Texte à analyser –
Faire vivre le débat dans une démocratie
Introduction :
L’une des grandes avancées de la démocratie se situe dans la permission du débat. Autrement dit, dans une démocratie, il est possible pour les citoyens de discuter, de remettre en question ou de problématiser les sujets politiques divers.
Le débat permet notamment de faire avancer des sujets de préoccupations contemporains. Aujourd’hui, ces sujets concernent aussi bien l’écologie que l’énergie, l’agriculture ou la question de la transformation de l’économie en une économie durable pour les travailleurs et les consommateurs.
Il faut donc s’interroger sur les conditions qui permettent au débat d’avoir lieu en démocratie.
Pour cela, nous analyserons d’abord les conditions idéales d’exercice du débat public et le rôle privilégiés des médias ; puis nous verrons les problèmes auxquels se heurte le débat démocratique actuel.
Les conditions du débat public
Les conditions du débat public
Liberté et rôle informatif des médias
Liberté et rôle informatif des médias
Le débat démocratique repose sur l’information et son accès pour tous les citoyens. L’information constitue en effet la base de la construction du débat, puisqu’elle permet d’obtenir les connaissances nécessaires à la discussion sur un sujet particulier.
- Le rôle des médias, qui transmettent l’information, la décryptent et sont même parfois à l’origine de débats, est donc essentiel.
Revenons rapidement sur ce qui a permis aux médias de devenir des éléments clés du débat public.
Débat public :
Le débat public désigne une discussion sur un sujet qui est ouverte aux citoyens et qui permet d’exprimer différents avis. Le débat doit permettre de faire avancer une prise de décision adaptée.
Jusqu’au XIXe siècle, l’information est strictement contrôlée par l’État : la possibilité d’un débat public est donc limitée.
Avec l’instauration de la IIIe République en 1870, le mouvement pour une plus grande liberté de la presse s’intensifie. Cela aboutit à la loi de 1881 sur la liberté de la presse, qui supprime notamment la censure et les délits d’opinion.

Consigne – Résumez en deux phrases le texte sur le débat en démocratie.

Données brutes –
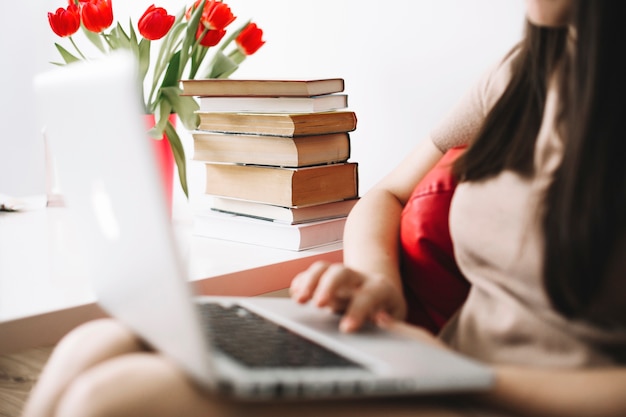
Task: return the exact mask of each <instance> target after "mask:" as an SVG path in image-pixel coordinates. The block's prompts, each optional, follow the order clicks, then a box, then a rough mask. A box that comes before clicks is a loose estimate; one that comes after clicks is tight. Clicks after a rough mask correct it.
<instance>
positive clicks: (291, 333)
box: [199, 303, 361, 368]
mask: <svg viewBox="0 0 626 417" xmlns="http://www.w3.org/2000/svg"><path fill="white" fill-rule="evenodd" d="M199 307H200V312H201V315H202V318H203V320H204V323H205V325H206V326H207V327H208V330H209V332H208V334H209V335H210V338H211V342H212V345H213V346H214V348H216V349H218V350H219V351H220V352H222V353H224V354H226V355H228V356H230V357H232V358H233V359H235V360H238V361H240V362H241V363H243V364H244V365H247V366H249V367H253V368H276V367H289V368H320V367H323V368H331V367H332V368H337V367H341V368H345V367H348V368H361V365H359V364H357V363H355V362H352V361H350V360H349V359H346V358H344V357H343V356H340V355H338V354H336V353H334V352H332V351H330V350H328V349H326V348H325V347H323V346H321V345H319V344H317V343H315V342H313V341H311V340H308V339H306V338H304V337H302V336H300V335H298V334H296V333H294V332H292V331H290V330H288V329H286V328H284V327H282V326H280V325H278V324H276V323H274V322H272V321H270V320H268V319H266V318H264V317H261V316H259V315H257V314H255V313H253V312H251V311H249V310H247V309H244V308H243V307H241V306H237V305H232V306H224V305H221V304H217V303H199Z"/></svg>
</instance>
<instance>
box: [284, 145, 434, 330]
mask: <svg viewBox="0 0 626 417" xmlns="http://www.w3.org/2000/svg"><path fill="white" fill-rule="evenodd" d="M442 156H443V154H442V152H441V151H440V150H439V149H438V148H437V147H436V146H435V145H434V143H433V142H432V141H431V140H430V139H426V140H423V141H422V142H420V144H419V145H418V146H417V147H416V148H415V149H414V150H413V151H412V152H411V153H410V154H409V155H408V156H407V157H406V158H405V159H404V160H403V161H402V162H401V163H400V165H398V167H397V168H395V169H394V170H393V171H392V172H391V173H390V174H388V175H387V176H386V177H384V178H383V179H382V180H381V181H380V182H379V183H378V184H377V185H376V186H375V187H373V188H372V189H371V190H370V191H369V192H368V193H366V195H364V196H363V197H362V198H361V200H360V201H359V202H358V203H357V204H356V206H355V207H354V208H353V209H352V212H351V213H350V215H349V217H348V221H347V223H346V227H345V231H344V263H343V264H333V265H330V264H327V263H323V262H318V263H315V264H313V265H312V266H311V267H310V268H309V269H307V270H306V271H304V272H302V273H300V274H298V276H296V278H295V279H294V281H293V283H292V286H291V294H292V297H293V298H294V299H295V300H297V301H299V302H302V303H304V302H308V301H310V300H313V302H314V303H316V304H317V305H318V306H320V307H330V308H332V309H334V310H336V311H342V312H345V314H344V317H343V319H342V321H341V324H340V326H341V329H342V330H344V331H353V330H356V329H358V328H359V327H360V326H361V324H362V323H363V322H364V321H365V320H367V319H371V318H372V317H373V315H374V314H375V313H376V312H378V311H381V310H383V311H387V312H389V313H390V314H391V315H393V316H394V317H398V318H400V317H403V316H404V315H405V314H406V304H405V302H404V299H403V296H402V284H401V277H400V271H399V243H398V240H399V239H398V233H399V226H400V214H401V212H402V208H403V207H404V204H405V203H406V201H407V200H408V198H409V197H410V195H411V193H412V191H413V189H414V188H415V186H416V185H417V183H418V182H419V181H420V180H421V179H422V178H423V177H424V176H425V175H426V173H427V172H428V171H429V170H430V169H431V168H432V167H433V166H434V165H435V164H436V163H437V161H439V159H441V157H442Z"/></svg>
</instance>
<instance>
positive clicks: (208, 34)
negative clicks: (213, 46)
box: [196, 25, 226, 48]
mask: <svg viewBox="0 0 626 417" xmlns="http://www.w3.org/2000/svg"><path fill="white" fill-rule="evenodd" d="M204 31H205V28H204V27H203V26H202V25H199V26H198V31H197V32H196V39H199V40H200V45H202V46H206V47H207V48H210V47H211V46H215V45H217V44H218V43H220V41H221V40H222V38H223V37H224V35H226V31H225V30H223V29H222V30H212V29H209V30H208V31H207V32H206V33H205V34H204V36H202V34H203V33H204ZM201 37H202V38H201Z"/></svg>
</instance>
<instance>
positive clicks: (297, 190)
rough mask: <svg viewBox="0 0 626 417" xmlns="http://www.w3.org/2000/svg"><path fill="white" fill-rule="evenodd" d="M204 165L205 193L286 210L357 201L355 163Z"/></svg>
mask: <svg viewBox="0 0 626 417" xmlns="http://www.w3.org/2000/svg"><path fill="white" fill-rule="evenodd" d="M205 166H206V188H205V191H206V194H210V195H217V196H222V197H230V198H239V199H243V200H251V201H257V202H260V203H266V204H274V205H277V206H285V207H298V206H309V205H314V204H322V203H329V202H332V201H339V200H345V199H349V198H356V197H357V196H358V194H359V190H358V169H357V168H358V164H357V163H356V162H344V163H339V164H328V165H315V166H311V167H303V168H284V167H272V166H260V165H239V164H220V163H211V162H208V163H206V164H205Z"/></svg>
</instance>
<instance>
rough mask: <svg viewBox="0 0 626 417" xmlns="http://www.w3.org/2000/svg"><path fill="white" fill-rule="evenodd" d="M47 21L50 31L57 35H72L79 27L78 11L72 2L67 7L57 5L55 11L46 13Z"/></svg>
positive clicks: (74, 32) (77, 30)
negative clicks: (59, 6) (58, 5)
mask: <svg viewBox="0 0 626 417" xmlns="http://www.w3.org/2000/svg"><path fill="white" fill-rule="evenodd" d="M48 22H49V23H50V27H51V28H52V31H53V32H54V33H56V34H57V35H58V36H61V37H65V36H72V35H73V34H75V33H76V32H77V31H78V29H79V28H80V12H79V10H78V7H77V6H76V5H74V4H70V5H68V6H67V9H64V8H62V7H59V8H58V9H57V11H56V12H55V13H51V12H49V13H48Z"/></svg>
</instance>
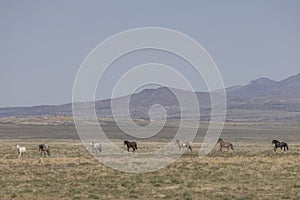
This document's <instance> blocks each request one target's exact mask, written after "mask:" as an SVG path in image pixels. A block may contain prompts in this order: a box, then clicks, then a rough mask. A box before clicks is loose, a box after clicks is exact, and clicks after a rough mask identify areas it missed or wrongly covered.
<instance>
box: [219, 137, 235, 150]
mask: <svg viewBox="0 0 300 200" xmlns="http://www.w3.org/2000/svg"><path fill="white" fill-rule="evenodd" d="M218 143H219V144H220V150H219V151H222V149H223V148H227V149H228V150H229V149H231V150H234V148H233V145H232V144H231V143H230V142H225V141H223V140H222V139H221V138H219V140H218Z"/></svg>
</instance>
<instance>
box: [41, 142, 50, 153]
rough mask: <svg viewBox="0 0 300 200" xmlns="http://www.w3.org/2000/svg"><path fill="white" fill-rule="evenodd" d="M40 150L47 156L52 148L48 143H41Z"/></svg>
mask: <svg viewBox="0 0 300 200" xmlns="http://www.w3.org/2000/svg"><path fill="white" fill-rule="evenodd" d="M39 151H40V152H41V155H42V154H43V153H44V156H46V153H47V155H48V156H50V148H49V146H48V145H46V144H40V145H39Z"/></svg>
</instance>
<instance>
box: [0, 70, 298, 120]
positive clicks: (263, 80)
mask: <svg viewBox="0 0 300 200" xmlns="http://www.w3.org/2000/svg"><path fill="white" fill-rule="evenodd" d="M172 90H174V91H176V93H178V94H179V95H180V96H184V97H187V98H186V101H187V102H188V100H189V97H188V96H189V95H192V94H195V95H196V96H197V99H198V101H199V107H200V110H201V117H202V118H201V119H202V120H209V119H210V109H211V105H210V95H216V97H218V96H217V95H219V94H218V92H217V91H214V92H212V93H207V92H195V93H193V92H192V91H186V90H180V89H174V88H172ZM225 90H226V95H227V113H228V114H227V120H229V121H230V120H239V119H237V116H242V117H243V119H250V120H266V121H268V120H270V121H272V120H276V119H277V118H279V119H278V120H281V119H282V118H288V119H293V120H296V121H297V120H298V121H300V114H299V113H298V112H300V73H299V74H296V75H293V76H290V77H288V78H286V79H283V80H280V81H274V80H271V79H268V78H258V79H256V80H253V81H251V82H249V83H248V84H246V85H243V86H232V87H229V88H226V89H225ZM128 98H130V101H129V104H130V105H129V109H130V115H131V117H132V118H137V119H138V118H142V119H143V118H145V119H148V118H149V115H148V111H149V109H150V108H151V106H152V105H154V104H160V105H162V106H163V107H164V108H165V110H166V111H167V114H168V117H170V118H177V117H179V116H180V112H181V111H182V110H181V108H180V106H179V102H178V100H177V98H176V96H175V95H174V94H173V92H172V91H171V90H170V89H169V88H165V87H160V88H155V89H144V90H142V91H140V92H138V93H135V94H132V95H127V96H124V97H118V98H116V99H105V100H99V101H96V102H95V108H96V113H97V116H98V117H99V118H112V111H111V102H112V101H114V103H115V104H114V105H117V107H118V108H120V109H123V107H126V101H125V99H128ZM91 103H92V102H83V103H80V104H82V106H83V109H84V108H85V106H91V105H92V104H91ZM193 109H194V108H186V110H185V111H184V112H187V113H191V116H193V117H195V116H194V115H192V113H193ZM255 110H257V111H260V112H257V113H263V114H262V115H261V116H255V115H253V112H254V111H255ZM124 112H125V110H124ZM241 113H242V114H241ZM267 113H270V114H267ZM274 113H276V115H278V114H279V115H280V114H281V115H282V116H284V117H277V118H276V116H273V115H275V114H274ZM157 115H158V116H157V117H159V113H157ZM12 116H13V117H27V116H72V104H71V103H68V104H62V105H38V106H32V107H8V108H0V117H1V118H5V117H12ZM256 117H257V119H256Z"/></svg>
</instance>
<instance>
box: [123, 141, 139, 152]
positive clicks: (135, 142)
mask: <svg viewBox="0 0 300 200" xmlns="http://www.w3.org/2000/svg"><path fill="white" fill-rule="evenodd" d="M125 145H126V146H127V151H129V148H132V150H133V152H134V151H135V150H137V143H136V142H130V141H127V140H125V141H124V146H125Z"/></svg>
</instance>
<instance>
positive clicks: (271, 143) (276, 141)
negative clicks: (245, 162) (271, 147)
mask: <svg viewBox="0 0 300 200" xmlns="http://www.w3.org/2000/svg"><path fill="white" fill-rule="evenodd" d="M278 142H279V141H278V140H272V143H271V144H276V143H278Z"/></svg>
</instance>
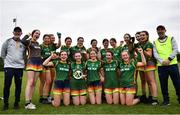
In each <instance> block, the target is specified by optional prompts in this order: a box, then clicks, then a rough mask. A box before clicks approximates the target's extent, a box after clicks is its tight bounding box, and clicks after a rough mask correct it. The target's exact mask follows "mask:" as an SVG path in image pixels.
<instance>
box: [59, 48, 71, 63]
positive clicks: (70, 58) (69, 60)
mask: <svg viewBox="0 0 180 115" xmlns="http://www.w3.org/2000/svg"><path fill="white" fill-rule="evenodd" d="M70 48H71V47H70ZM70 48H68V47H67V46H65V45H62V46H61V51H65V52H67V54H68V61H70V60H71V58H70Z"/></svg>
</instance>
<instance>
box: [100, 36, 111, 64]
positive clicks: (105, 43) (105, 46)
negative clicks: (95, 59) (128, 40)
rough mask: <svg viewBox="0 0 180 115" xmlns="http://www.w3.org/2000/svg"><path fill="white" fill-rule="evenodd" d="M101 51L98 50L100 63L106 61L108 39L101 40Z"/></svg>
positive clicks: (108, 42)
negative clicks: (100, 60)
mask: <svg viewBox="0 0 180 115" xmlns="http://www.w3.org/2000/svg"><path fill="white" fill-rule="evenodd" d="M102 43H103V47H104V48H103V49H101V50H100V53H101V60H102V61H105V60H106V51H108V50H109V48H108V47H109V40H108V39H106V38H105V39H103V42H102Z"/></svg>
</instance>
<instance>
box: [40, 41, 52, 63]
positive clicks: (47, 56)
mask: <svg viewBox="0 0 180 115" xmlns="http://www.w3.org/2000/svg"><path fill="white" fill-rule="evenodd" d="M40 47H41V56H42V58H43V60H45V59H47V58H48V57H49V56H50V55H51V51H52V49H51V47H50V46H49V45H47V46H46V45H44V44H41V45H40Z"/></svg>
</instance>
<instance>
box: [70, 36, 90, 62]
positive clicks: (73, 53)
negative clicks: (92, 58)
mask: <svg viewBox="0 0 180 115" xmlns="http://www.w3.org/2000/svg"><path fill="white" fill-rule="evenodd" d="M83 43H84V38H83V37H78V39H77V45H76V46H73V47H71V48H70V58H71V61H75V59H74V57H73V56H74V54H75V52H81V56H82V61H83V62H84V61H86V60H87V52H86V48H85V46H84V45H83Z"/></svg>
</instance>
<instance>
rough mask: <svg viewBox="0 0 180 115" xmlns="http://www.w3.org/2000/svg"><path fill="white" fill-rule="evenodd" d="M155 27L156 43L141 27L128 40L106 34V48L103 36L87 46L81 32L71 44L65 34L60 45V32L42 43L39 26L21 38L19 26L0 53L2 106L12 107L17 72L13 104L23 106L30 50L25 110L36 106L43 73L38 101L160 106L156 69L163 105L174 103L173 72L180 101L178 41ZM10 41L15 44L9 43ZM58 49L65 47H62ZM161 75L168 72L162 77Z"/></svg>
mask: <svg viewBox="0 0 180 115" xmlns="http://www.w3.org/2000/svg"><path fill="white" fill-rule="evenodd" d="M156 29H157V33H158V35H159V38H158V39H157V40H156V41H155V42H154V43H151V42H150V40H149V33H148V32H147V31H140V32H137V33H136V34H135V37H131V35H130V34H128V33H126V34H124V40H123V41H120V42H119V44H118V43H117V40H116V39H115V38H111V39H110V40H108V39H106V38H105V39H103V41H102V45H103V48H102V49H101V48H100V47H97V43H98V41H97V40H96V39H92V40H91V43H90V44H91V47H90V48H88V49H86V48H85V46H84V45H83V43H84V38H83V37H78V39H77V45H75V46H71V43H72V39H71V38H70V37H66V38H65V45H61V33H57V36H58V43H54V42H55V36H54V35H53V34H45V35H44V36H43V43H42V44H39V43H38V41H37V40H38V39H39V37H40V30H33V31H32V33H30V34H28V35H25V36H24V37H23V38H22V40H21V39H20V36H21V34H22V30H21V28H20V27H15V28H14V32H13V34H14V36H13V37H12V38H10V39H8V40H6V42H5V43H4V44H3V46H2V49H1V57H2V58H3V59H4V62H5V65H4V68H5V83H4V106H3V109H4V110H7V109H8V107H9V103H8V98H9V93H10V91H9V89H10V85H11V81H12V77H13V76H14V77H15V84H16V85H15V86H16V95H15V103H14V108H16V109H17V108H19V101H20V93H21V84H22V83H21V82H22V75H23V74H22V73H23V68H24V66H25V63H24V61H23V57H24V52H25V51H26V50H27V51H28V53H27V60H26V73H27V75H26V76H27V83H26V89H25V101H26V103H25V109H36V105H35V104H33V103H32V97H33V93H34V89H35V84H36V81H37V79H38V78H39V80H40V86H39V96H40V97H39V102H40V103H42V104H52V105H53V106H54V107H58V106H60V105H61V103H62V102H63V104H64V105H65V106H68V105H69V104H70V103H71V102H72V103H73V104H74V105H85V104H86V103H87V102H90V103H91V104H101V103H102V101H106V103H107V104H121V105H128V106H130V105H135V104H137V103H139V102H142V103H149V104H151V105H158V104H159V102H158V98H157V97H158V92H157V83H156V78H155V70H156V68H158V73H159V77H160V84H161V90H162V94H163V103H162V104H163V105H169V104H170V102H169V96H168V89H167V82H168V81H167V79H168V74H169V75H170V77H171V79H172V80H173V84H174V86H175V89H176V94H177V97H178V101H179V103H180V89H179V87H180V77H179V71H178V66H177V59H176V54H177V51H178V48H177V43H176V41H175V39H174V38H173V37H169V36H166V35H165V32H166V29H165V27H164V26H162V25H159V26H158V27H157V28H156ZM135 39H136V40H137V42H136V43H135ZM9 42H10V43H9ZM9 44H12V45H11V46H8V45H9ZM17 44H18V45H19V44H20V45H21V46H17ZM109 44H110V45H111V48H109ZM163 45H164V46H166V47H164V46H163ZM167 47H168V49H167ZM13 48H14V49H13ZM58 48H60V51H57V49H58ZM166 50H168V51H167V52H166ZM12 52H14V53H15V52H16V54H15V58H12V57H11V56H12V54H10V53H12ZM164 52H166V53H164ZM163 69H167V71H169V72H168V73H167V75H164V74H163V72H164V70H163ZM173 69H175V70H176V71H175V72H174V73H172V72H171V71H173ZM18 72H19V73H18ZM10 73H11V74H10ZM138 73H139V74H138ZM162 74H163V75H164V76H166V77H165V78H163V76H162ZM138 76H140V79H141V89H142V95H141V96H137V90H138V89H139V88H138V83H137V77H138ZM16 79H17V80H16ZM146 85H147V87H148V89H149V90H148V91H149V94H147V91H146ZM51 92H52V95H53V96H51ZM88 100H89V101H88Z"/></svg>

Résultat – En démocratie, les citoyens peuvent discuter et remettre en question les sujets politiques, ce qui fait avancer des préoccupations contemporaines comme l’écologie, l’énergie ou l’agriculture. Ce débat repose sur l’information transmise par les médias, longtemps contrôlée par l’État, jusqu’à ce que la loi de 1881 sur la liberté de la presse supprime la censure et les délits d’opinion.